What needs to be done.
Put the rows below into a numbered list with no blank lines, and leave the pictures out.

Task input.
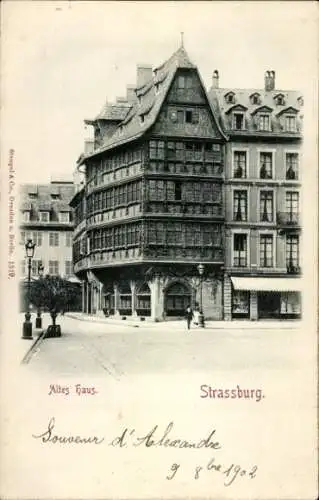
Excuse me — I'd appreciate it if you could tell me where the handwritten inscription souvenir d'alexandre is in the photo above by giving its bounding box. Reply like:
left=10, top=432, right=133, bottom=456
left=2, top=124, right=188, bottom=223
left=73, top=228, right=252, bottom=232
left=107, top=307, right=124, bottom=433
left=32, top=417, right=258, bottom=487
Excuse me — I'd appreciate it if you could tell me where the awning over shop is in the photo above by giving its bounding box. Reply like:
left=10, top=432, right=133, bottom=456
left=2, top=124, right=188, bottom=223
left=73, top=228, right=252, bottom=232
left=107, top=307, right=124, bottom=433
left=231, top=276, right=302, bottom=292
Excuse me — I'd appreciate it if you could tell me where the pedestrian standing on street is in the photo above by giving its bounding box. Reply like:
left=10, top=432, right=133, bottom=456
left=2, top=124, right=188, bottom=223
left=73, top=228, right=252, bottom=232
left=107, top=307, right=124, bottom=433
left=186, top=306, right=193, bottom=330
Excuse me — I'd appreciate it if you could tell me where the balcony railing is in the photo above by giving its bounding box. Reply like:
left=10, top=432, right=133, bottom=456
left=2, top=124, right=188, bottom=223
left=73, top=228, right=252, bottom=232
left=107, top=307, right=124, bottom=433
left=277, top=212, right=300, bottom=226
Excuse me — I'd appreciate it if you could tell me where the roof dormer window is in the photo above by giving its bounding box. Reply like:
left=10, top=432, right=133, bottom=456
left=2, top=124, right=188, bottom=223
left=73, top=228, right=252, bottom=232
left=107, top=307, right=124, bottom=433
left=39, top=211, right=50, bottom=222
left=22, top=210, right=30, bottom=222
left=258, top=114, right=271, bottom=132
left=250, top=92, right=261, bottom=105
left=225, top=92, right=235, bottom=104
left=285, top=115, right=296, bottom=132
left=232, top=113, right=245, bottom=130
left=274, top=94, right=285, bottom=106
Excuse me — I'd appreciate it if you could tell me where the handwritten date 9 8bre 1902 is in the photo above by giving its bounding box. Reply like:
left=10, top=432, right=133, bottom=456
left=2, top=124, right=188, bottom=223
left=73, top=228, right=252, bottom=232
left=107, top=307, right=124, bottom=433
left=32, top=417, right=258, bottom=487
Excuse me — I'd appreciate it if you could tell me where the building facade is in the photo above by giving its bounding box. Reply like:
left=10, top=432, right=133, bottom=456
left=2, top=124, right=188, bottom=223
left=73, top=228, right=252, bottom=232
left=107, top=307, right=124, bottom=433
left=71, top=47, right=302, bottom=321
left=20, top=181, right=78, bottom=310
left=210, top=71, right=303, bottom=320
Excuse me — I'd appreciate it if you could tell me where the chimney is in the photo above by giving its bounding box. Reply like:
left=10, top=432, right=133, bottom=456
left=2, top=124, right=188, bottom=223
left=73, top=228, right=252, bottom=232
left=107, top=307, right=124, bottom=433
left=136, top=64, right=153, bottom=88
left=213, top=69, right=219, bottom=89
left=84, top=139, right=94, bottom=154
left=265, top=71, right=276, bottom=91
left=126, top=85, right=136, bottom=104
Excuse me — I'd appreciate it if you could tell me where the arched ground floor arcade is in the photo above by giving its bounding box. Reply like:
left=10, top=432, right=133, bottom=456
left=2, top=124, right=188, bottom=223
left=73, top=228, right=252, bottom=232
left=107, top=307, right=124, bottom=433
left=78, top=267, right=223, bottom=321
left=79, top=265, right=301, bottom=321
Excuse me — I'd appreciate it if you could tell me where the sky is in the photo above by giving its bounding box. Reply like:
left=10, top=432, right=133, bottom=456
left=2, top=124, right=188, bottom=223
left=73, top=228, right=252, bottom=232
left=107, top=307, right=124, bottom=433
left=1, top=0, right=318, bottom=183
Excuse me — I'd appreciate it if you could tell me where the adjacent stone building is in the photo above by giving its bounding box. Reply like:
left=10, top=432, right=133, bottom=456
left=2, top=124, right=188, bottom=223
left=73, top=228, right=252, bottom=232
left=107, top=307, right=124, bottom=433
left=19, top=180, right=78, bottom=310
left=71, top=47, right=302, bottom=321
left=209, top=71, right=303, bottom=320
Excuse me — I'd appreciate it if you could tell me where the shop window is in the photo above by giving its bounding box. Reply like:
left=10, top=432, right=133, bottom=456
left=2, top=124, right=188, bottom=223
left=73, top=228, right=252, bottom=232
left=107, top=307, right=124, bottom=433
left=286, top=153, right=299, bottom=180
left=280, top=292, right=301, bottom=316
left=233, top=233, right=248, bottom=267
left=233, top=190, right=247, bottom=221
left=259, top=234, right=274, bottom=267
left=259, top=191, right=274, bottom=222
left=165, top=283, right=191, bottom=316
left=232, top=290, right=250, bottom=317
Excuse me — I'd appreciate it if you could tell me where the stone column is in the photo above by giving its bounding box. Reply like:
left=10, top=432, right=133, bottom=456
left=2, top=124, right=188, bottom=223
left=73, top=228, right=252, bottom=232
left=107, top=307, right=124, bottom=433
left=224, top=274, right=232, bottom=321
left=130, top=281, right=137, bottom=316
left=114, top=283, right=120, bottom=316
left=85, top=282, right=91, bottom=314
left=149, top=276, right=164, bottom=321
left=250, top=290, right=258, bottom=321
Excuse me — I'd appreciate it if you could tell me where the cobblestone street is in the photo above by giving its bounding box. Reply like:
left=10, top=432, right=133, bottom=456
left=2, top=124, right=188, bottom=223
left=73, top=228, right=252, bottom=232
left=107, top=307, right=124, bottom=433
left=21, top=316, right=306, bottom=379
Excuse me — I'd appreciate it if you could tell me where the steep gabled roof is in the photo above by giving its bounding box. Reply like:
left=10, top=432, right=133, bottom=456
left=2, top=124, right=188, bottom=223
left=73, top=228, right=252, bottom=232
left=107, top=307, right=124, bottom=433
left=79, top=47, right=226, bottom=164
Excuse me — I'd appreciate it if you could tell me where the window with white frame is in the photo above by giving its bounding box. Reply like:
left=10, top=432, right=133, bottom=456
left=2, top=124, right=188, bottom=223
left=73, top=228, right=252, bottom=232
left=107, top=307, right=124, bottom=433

Answer to this exercise.
1. Excuse me — I'd appreciate it if you could tell me where the handwritten inscription souvenir d'alexandre is in the photo above by giving its bounding box. Reply like:
2. left=10, top=432, right=133, bottom=456
3. left=2, top=124, right=188, bottom=223
4. left=73, top=228, right=252, bottom=232
5. left=107, top=307, right=124, bottom=433
6. left=32, top=417, right=258, bottom=487
7. Excuse me — I'd appreciate it if you could tell me where the awning over shop is in the photo above by giving its bounding box. Reply like:
8. left=10, top=432, right=133, bottom=456
9. left=2, top=124, right=188, bottom=223
10. left=73, top=228, right=252, bottom=232
11. left=107, top=307, right=124, bottom=433
12. left=231, top=276, right=302, bottom=292
13. Excuse me — I'd appreciate it if you could tell me where the pedestrian standing on street is in the photo above by giving its bounding box. Reply like:
14. left=10, top=432, right=133, bottom=456
15. left=2, top=124, right=188, bottom=223
16. left=73, top=228, right=252, bottom=232
17. left=107, top=307, right=124, bottom=433
18. left=186, top=306, right=193, bottom=330
19. Excuse me — I'd appreciate it if you could tell me where the balcony railing is in the photo above by giving its bounding box. Reply like:
20. left=10, top=432, right=133, bottom=456
21. left=2, top=124, right=188, bottom=223
22. left=73, top=228, right=252, bottom=232
23. left=107, top=307, right=124, bottom=433
24. left=277, top=212, right=300, bottom=226
25. Excuse me — I'd appreciate it if you could tell me where the roof dormer window is in the photo above by giving its bounding box. Reply like:
26. left=10, top=432, right=133, bottom=456
27. left=2, top=124, right=188, bottom=223
28. left=73, top=228, right=252, bottom=232
29. left=107, top=307, right=124, bottom=433
30. left=39, top=211, right=50, bottom=222
31. left=22, top=210, right=30, bottom=222
32. left=258, top=114, right=271, bottom=132
33. left=250, top=92, right=261, bottom=105
34. left=225, top=92, right=235, bottom=104
35. left=285, top=115, right=296, bottom=132
36. left=232, top=113, right=245, bottom=130
37. left=274, top=94, right=285, bottom=106
38. Excuse me — I'd appreciate it if you could tell me where the handwritten date 9 8bre 1902 is in the photo above by giving its bounding box. Reply like:
39. left=10, top=432, right=133, bottom=456
40. left=2, top=124, right=188, bottom=223
41. left=73, top=228, right=252, bottom=232
42. left=107, top=307, right=124, bottom=433
43. left=32, top=417, right=258, bottom=487
44. Excuse me — I'd appreciate it if you could tell me where the building facade is in the photo above by giving its bounding box. Reply like:
45. left=10, top=432, right=133, bottom=456
46. left=2, top=124, right=188, bottom=223
47. left=73, top=228, right=252, bottom=232
48. left=107, top=307, right=124, bottom=433
49. left=71, top=47, right=302, bottom=321
50. left=20, top=181, right=78, bottom=310
51. left=210, top=71, right=303, bottom=320
52. Excuse me — I'd appreciate it if you could tell me where the chimney is in the photo above by giving its bounding box. Reply like:
53. left=10, top=432, right=133, bottom=456
54. left=2, top=124, right=188, bottom=223
55. left=73, top=228, right=252, bottom=232
56. left=107, top=307, right=124, bottom=433
57. left=136, top=64, right=153, bottom=88
58. left=213, top=69, right=219, bottom=89
59. left=84, top=139, right=94, bottom=154
60. left=265, top=71, right=276, bottom=91
61. left=126, top=85, right=136, bottom=104
62. Excuse me — I'd appreciate it if you could tell me where the arched ground floor arcade is in the photo above by giving its bounding box. Reply like:
63. left=10, top=432, right=133, bottom=456
64. left=2, top=124, right=188, bottom=223
65. left=73, top=228, right=252, bottom=232
66. left=107, top=307, right=124, bottom=433
67. left=78, top=267, right=223, bottom=321
68. left=79, top=265, right=301, bottom=321
69. Excuse me — I'd appreciate it if you could tell me where the sky is in the photo above by giving its bounding box. Reply like:
70. left=10, top=432, right=133, bottom=456
71. left=2, top=124, right=188, bottom=223
72. left=73, top=228, right=252, bottom=232
73. left=107, top=307, right=124, bottom=433
74. left=1, top=0, right=318, bottom=183
75. Excuse me — I'd appreciate it if you could tell me where the adjacent stone building is in the photo above by giving its bounding box. Reply like:
76. left=10, top=432, right=133, bottom=456
77. left=2, top=124, right=188, bottom=223
78. left=73, top=228, right=252, bottom=232
79. left=107, top=307, right=124, bottom=433
80. left=19, top=180, right=78, bottom=310
81. left=71, top=47, right=302, bottom=321
82. left=209, top=71, right=303, bottom=320
83. Excuse me — I'd appreciate it if you could tell me where the shop window is in the photo above by giving its bounding box. Reply like:
84. left=10, top=432, right=133, bottom=456
85. left=2, top=124, right=188, bottom=223
86. left=73, top=228, right=252, bottom=232
87. left=107, top=307, right=124, bottom=433
88. left=286, top=153, right=299, bottom=180
89. left=280, top=292, right=301, bottom=316
90. left=233, top=233, right=248, bottom=267
91. left=233, top=190, right=247, bottom=221
92. left=259, top=234, right=274, bottom=267
93. left=259, top=191, right=274, bottom=222
94. left=165, top=283, right=191, bottom=316
95. left=232, top=290, right=250, bottom=317
96. Excuse me — I'd appreciate it if you could tell me where the stone column is in the photo above by giving its bounding box. Reply like:
97. left=10, top=432, right=133, bottom=456
98. left=2, top=124, right=188, bottom=223
99. left=73, top=228, right=252, bottom=232
100. left=107, top=307, right=124, bottom=433
101. left=224, top=274, right=232, bottom=321
102. left=130, top=281, right=137, bottom=316
103. left=114, top=283, right=120, bottom=316
104. left=85, top=282, right=91, bottom=314
105. left=149, top=276, right=164, bottom=321
106. left=250, top=290, right=258, bottom=321
107. Excuse me — I'd appreciate it if you could tell me where the cobblestone street is in the photo above by giving its bounding box. Reply like:
108. left=10, top=432, right=133, bottom=456
109. left=2, top=124, right=188, bottom=223
110. left=73, top=228, right=252, bottom=232
111. left=107, top=307, right=124, bottom=433
112. left=21, top=316, right=306, bottom=379
113. Excuse me — I'd appreciate it if you could tell me where the steep gabled roof is in the photo above by giving its bounding box. Reply like:
114. left=10, top=432, right=133, bottom=456
115. left=2, top=124, right=188, bottom=223
116. left=73, top=228, right=252, bottom=232
117. left=107, top=307, right=124, bottom=433
118. left=79, top=47, right=226, bottom=164
119. Excuse me — I'd appreciate it if you could tell me where the window with white frame is in the photo above by giving its bounding box. Reply like:
120. left=10, top=432, right=133, bottom=456
121. left=2, top=124, right=188, bottom=223
122. left=73, top=228, right=252, bottom=232
123. left=107, top=307, right=124, bottom=433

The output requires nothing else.